### YOUR TASK
In the Three Kings review, rewrite the paragraph beginning "But the film can't sustain this tension" as a short bulleted list that keeps its main points.

### SOURCE TEXT
↓

Perhaps the most unsettling and incisive moment comes when Troy is captured and tortured by a young Iraqi captain, Said (Said Taghmaoui, from Mathieu Kassovitz’s La Haine). Attaching electrodes to Troy’s head and ears, Said begins his interrogation by asking, "What is the problem with Michael Jackson?" Troy doesn’t get it: He offers the most common response in the U.S., that the King of Pop is crazy, an individual with problems. But Said knows better: "He’s Pop King of sick fucking country," a country that "makes the black man hate himself."

When Troy refuses to answer Said’s further questions, Said’s men throw the switch and Troy spasms: his face goes red and dark, his teeth grind, his veins pop out. It’s awful, and Said winces. The line between right and wrong isn’t easy to see.

But the film can’t sustain this tension, so it cuts back to Archie, Chief and Conrad (now working with the refugees in exchange for an escort to the Iranian border), as they come up with a plan to rescue their man. The movie has to conclude somehow, to extricate itself from its messy dilemmas, re-establish sympathy for the protagonists through heroic feats and requisite tragedies. It imagines that motivated individuals can overcome idiotic policies (like abandoning the Iraqi civilians to Saddam’s vengeance) and that the press — selfless and brave — can have an effect on military outcomes. But for a minute, before it rushes to its uplifting resolution, Three Kings is conflicted and harsh. And for that minute, it’s a remarkable thing, a war movie that’s hard to watch.

↑

### INFORMATION SUPPLIED
↓

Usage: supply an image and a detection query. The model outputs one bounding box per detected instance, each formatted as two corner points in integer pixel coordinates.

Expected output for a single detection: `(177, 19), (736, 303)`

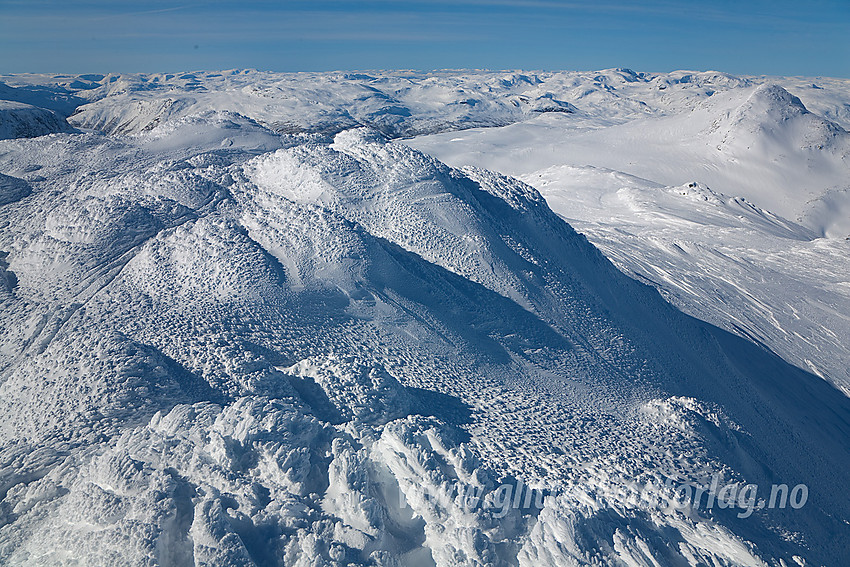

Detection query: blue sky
(0, 0), (850, 77)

↑

### RESULT FOR THIS EXERCISE
- Unable to sustain the tension, the film cuts back to Archie, Chief and Conrad, now working with the refugees in exchange for an escort to the Iranian border, as they plan to rescue Troy.
- To conclude, the movie pulls itself out of its messy dilemmas and rebuilds sympathy for the protagonists through heroic feats and requisite tragedies.
- It imagines that motivated individuals can overcome idiotic policies, such as abandoning Iraqi civilians to Saddam's vengeance, and that a selfless, brave press can affect military outcomes.
- For a minute before its uplifting resolution, Three Kings is conflicted and harsh, and for that minute it is a remarkable war movie that's hard to watch.